-- Start --
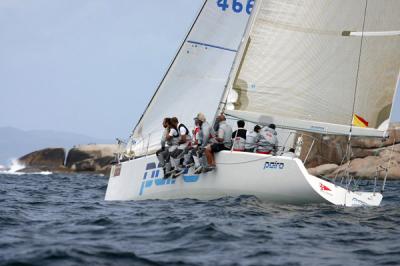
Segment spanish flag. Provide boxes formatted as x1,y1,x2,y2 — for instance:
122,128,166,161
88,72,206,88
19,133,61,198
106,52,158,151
353,114,368,127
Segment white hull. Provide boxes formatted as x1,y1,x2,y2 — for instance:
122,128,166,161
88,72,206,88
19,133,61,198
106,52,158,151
-- End --
• [Required work] Rewrite the lines above with "boxes" replaced by "rectangles" everywhere and nothing else changed. Leave the pictures out.

• [Correct answer]
Segment spanish flag. Provide rectangles formatted as x1,y1,x2,y2 — for instance:
122,128,166,161
88,72,206,88
19,133,61,198
106,52,158,151
353,114,368,127
Segment white hull. Provide rectangles formatted as x1,y1,x2,y2 — for instance:
122,128,166,161
88,72,206,88
19,133,61,198
106,52,158,151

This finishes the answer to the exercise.